*Prompt*. Print every entry word for word, but omit the pictures.

*Given data*.
☆ ☆ ☆ ☆ ☆

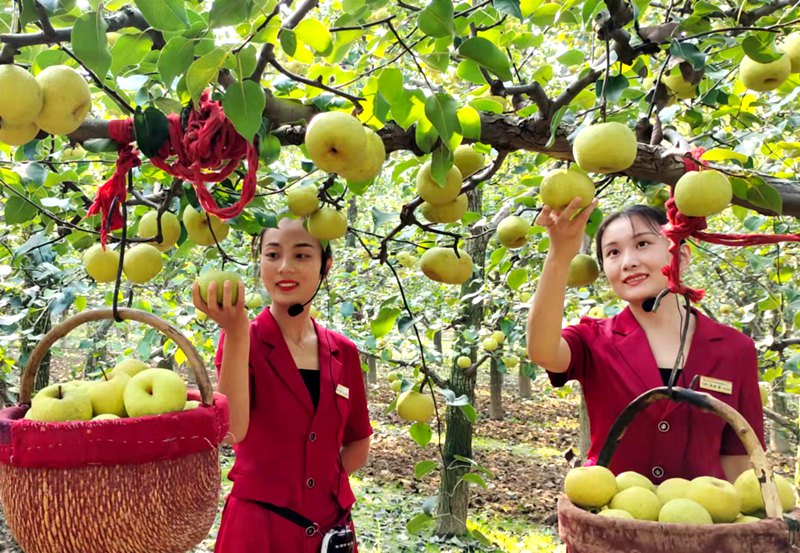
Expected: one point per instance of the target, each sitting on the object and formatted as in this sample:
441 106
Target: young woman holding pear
619 358
299 420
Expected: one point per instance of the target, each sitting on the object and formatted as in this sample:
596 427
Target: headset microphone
297 308
651 304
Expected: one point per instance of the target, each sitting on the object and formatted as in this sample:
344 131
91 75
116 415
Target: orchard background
518 79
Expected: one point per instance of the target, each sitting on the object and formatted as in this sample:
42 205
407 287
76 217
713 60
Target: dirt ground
524 451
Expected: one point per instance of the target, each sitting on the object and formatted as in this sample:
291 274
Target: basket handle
61 330
710 404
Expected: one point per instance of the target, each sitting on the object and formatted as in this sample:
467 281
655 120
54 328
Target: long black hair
652 217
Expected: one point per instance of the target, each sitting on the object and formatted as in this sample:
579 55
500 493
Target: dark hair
651 216
327 251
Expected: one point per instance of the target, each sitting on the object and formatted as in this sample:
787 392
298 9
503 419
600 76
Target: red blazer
612 360
290 455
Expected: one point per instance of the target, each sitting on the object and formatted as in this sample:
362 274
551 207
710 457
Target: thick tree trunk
496 412
584 435
453 498
778 440
524 385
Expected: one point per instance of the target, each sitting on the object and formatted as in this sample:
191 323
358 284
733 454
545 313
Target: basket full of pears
126 463
603 512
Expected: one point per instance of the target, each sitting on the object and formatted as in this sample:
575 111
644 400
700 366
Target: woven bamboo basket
585 532
139 485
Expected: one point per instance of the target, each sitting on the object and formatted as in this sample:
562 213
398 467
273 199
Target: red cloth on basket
135 440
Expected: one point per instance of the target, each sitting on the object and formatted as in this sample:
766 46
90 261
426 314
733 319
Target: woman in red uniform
617 359
299 417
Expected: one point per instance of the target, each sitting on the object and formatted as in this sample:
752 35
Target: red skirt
248 527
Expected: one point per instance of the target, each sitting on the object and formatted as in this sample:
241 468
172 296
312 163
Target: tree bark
453 500
524 385
496 412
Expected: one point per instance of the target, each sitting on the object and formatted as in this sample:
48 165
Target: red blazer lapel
631 345
280 359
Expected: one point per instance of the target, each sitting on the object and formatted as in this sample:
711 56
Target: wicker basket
139 485
585 532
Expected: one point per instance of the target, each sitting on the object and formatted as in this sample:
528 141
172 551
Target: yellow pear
142 262
763 77
445 213
442 265
468 160
170 229
327 224
101 265
560 186
702 193
21 97
430 191
66 99
336 141
605 148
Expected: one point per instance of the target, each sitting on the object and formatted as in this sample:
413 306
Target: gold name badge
716 385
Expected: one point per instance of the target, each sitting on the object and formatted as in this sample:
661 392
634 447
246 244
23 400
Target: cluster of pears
324 223
703 500
144 260
130 389
55 101
337 143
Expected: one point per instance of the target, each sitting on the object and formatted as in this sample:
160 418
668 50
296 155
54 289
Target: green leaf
436 19
571 57
763 195
760 47
689 52
269 149
554 123
129 51
421 433
203 72
18 211
441 163
383 323
471 72
516 278
441 111
418 523
470 121
425 135
722 154
390 85
424 468
288 41
613 90
90 44
164 15
316 35
485 53
152 130
175 59
229 12
244 103
511 7
474 478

☆ ☆ ☆ ☆ ☆

*Full answer*.
Expected: one point per instance of the target, each sitting on the object and formatted as in this sample:
441 106
Target: young woman holding pear
619 358
299 420
Expected: one point per instance of the target, each sitting on the object and formatted as in this sample:
596 427
Target: headset microphone
297 308
651 304
Expected: one point per instance of the target, each sitting on the object and formatted as in this sample:
344 131
91 75
116 415
Target: orchard background
518 79
Expected: one point per instance of the target, each sitting on the object and formatted as in this sample:
42 205
407 287
76 217
713 60
Target: dirt ground
524 451
Expected: one point per instance of the target, each sitting on the object and formatted as in this sample:
291 274
Target: basket handle
61 330
710 404
Expected: one point per instance of the target, each sitting on the object and formatted as in this sample:
467 281
655 120
54 328
Target: long black hair
652 217
Expected: one point per instance of the target, each sitting on the object and formatted as in this sample:
579 55
500 493
Target: dark hair
651 216
327 251
Expected: one point per instance of the target, each sitting on the object and formatted as in this sample:
787 392
298 9
503 419
600 76
Target: red blazer
612 360
290 455
Expected: one point per instance of the target, each sitting on the object and formatted as in this sample:
362 274
551 207
710 457
Target: thick tree trunk
496 412
584 435
453 498
778 440
524 385
Expected: one point per instance of the target, each sitting on the object and formatted as in this sample:
191 323
358 284
733 454
545 313
Target: basket full of pears
126 463
603 512
Expected: one point per instance of the target, each sitting on the object and formatted as in this sample:
575 111
644 400
700 366
Target: woven bamboo basket
585 532
139 485
Expected: one point per instance of the target, each sitting on the object and formatted as in this sample:
562 213
398 467
273 199
Target: red cloth on basket
135 440
Expected: one point per instance of the target, each sitting on the object and formatted as in this sample:
766 46
90 261
426 314
733 319
Target: woman in red uniform
617 359
299 417
Expected: one point per instance of the target, each sitting on the object and formatted as in this sample:
752 35
Target: red skirt
248 527
Expected: one point per instance of the target, each sitting on the object and formatted as in this sample:
241 468
172 296
312 163
Target: tree bark
453 500
524 385
496 412
Expected: one point per instance of the target, each sitting on the object and formatted as in this sample:
48 165
Target: red blazer lapel
631 345
280 359
Expected: one point per instance of the target, each sitting on the object and formatted as in this sample:
711 56
Target: wicker basket
139 485
585 532
Expected: one point per instance of the target, each sitting on the object and formatted as in this sample:
528 141
172 551
Target: yellow pear
142 262
763 77
445 213
442 265
468 160
170 229
327 224
101 265
560 186
702 193
21 97
430 191
66 99
336 141
605 148
Expected: one point per instance of the target, each sitting on the object and formatted as in this sample:
413 306
Target: gold name badge
716 385
Expected: one point per instance of the target, each sitting on the object and formatted as in this sample:
661 392
634 447
246 244
23 400
Target: cluster of pears
324 223
703 500
144 260
130 389
55 101
337 143
Expected: one point per instance of the target, each sitting on the object and formatted as in this sample:
160 418
668 50
296 155
54 289
Target: green leaf
436 19
571 57
763 195
760 47
689 52
269 149
554 123
129 51
421 433
203 72
18 211
441 163
383 323
471 72
516 278
441 111
418 523
470 121
425 135
722 154
390 85
424 468
288 41
613 90
90 44
164 15
316 35
485 53
152 130
175 59
229 12
244 103
511 7
474 478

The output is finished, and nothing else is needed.